• **TESTO**:
◇ ◇ ◇ ◇ ◇
Il decennio trascorso e gli anni più recenti consentono di richiamare e valutare una serie di interventi e misure prese dai governi in favore dell’ambiente. Il bilancio tracciato dal The Economist alla vigilia della Conferenza di Copenaghen conclude che: “Politiche efficaci, efficienti e politicamente accettabili si sono dimostrate elusive dappertutto”2 Questa è una valutazione certamente giusta per i paesi industrializzati e i maggiori tra questi, ma che trova oggi fortunatamente una grande eccezione al di fuori di questi nella Cina. Tuttavia, poiché sforzi sono stati compiuti in vari paesi e varie direzioni, è utile richiamarli per capire poi le possibilità ed i limiti della situazione attuale.

Gli Stati Uniti, sono e restano nelle proiezioni al 2030 lo Stato a più alto inquinamento procapite del mondo (emissioni di CO2) insieme all’Australia, seguiti dalla Russia, Giappone, Europa e poi Cina, India e Brasile a livelli inferiori. Un nuovo corso è stato avviato con la presidenza Obama, partendo praticamente da zero poiché l’amministrazione di George Bush era “negazionista” riguardo ai cambiamenti climatici, tesi queste presenti anche in Europa. Le ultime misure di stimolo dell’economia successive alla crisi finanziaria destinano un decimo dell’importo totale (di 787 miliardi di dollari) al settore dell’energia. La cifra più alta sinora dedicata e che dovrebbe essere seguita anche da una riduzione dei sussidi statali tuttora in vigore per i carburanti fossili. Alla base di queste e altre misure previste nell’American Clean Energy and Security Act in corso di approvazione al Senato c’è la riduzione delle emissioni di CO2, in modo graduale dal 2012 al 2050, l’aumento delle energie rinnovabili al 20 % dell’energia totale prodotta, un forte impegno finanziario per il risparmio energetico e i veicoli elettrici. Misure queste ultime che gli osservatori attribuiscono alla pressione esercitata dall’industria statunitense sul governo per le preoccupazioni suscitate dalla forte avanzata in questi settori della Cina, che sta assumendo un ruolo di leadership mondiale nel campo della ricerca e della produzione delle tecnologie “pulite”.
◇ ◇ ◇ ◇ ◇
• **ELENCO DEI DATI**:
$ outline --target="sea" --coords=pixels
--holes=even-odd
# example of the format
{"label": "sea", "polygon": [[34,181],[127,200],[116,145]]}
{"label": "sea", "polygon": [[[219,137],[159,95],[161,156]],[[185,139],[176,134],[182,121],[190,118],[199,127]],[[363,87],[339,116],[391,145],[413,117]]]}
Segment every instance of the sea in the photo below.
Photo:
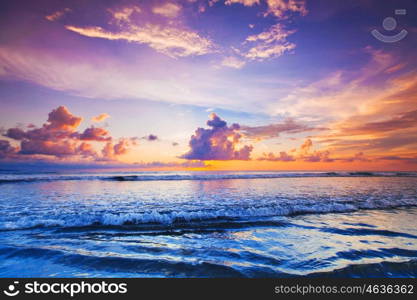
◇ ◇ ◇ ◇ ◇
• **DESCRIZIONE DEL COMPITO**:
Nel testo sulle politiche ambientali, quale parte delle misure di stimolo economico statunitensi va al settore dell'energia?

• **COMPITO SVOLTO**:
Un decimo dell'importo totale, che è di 787 miliardi di dollari.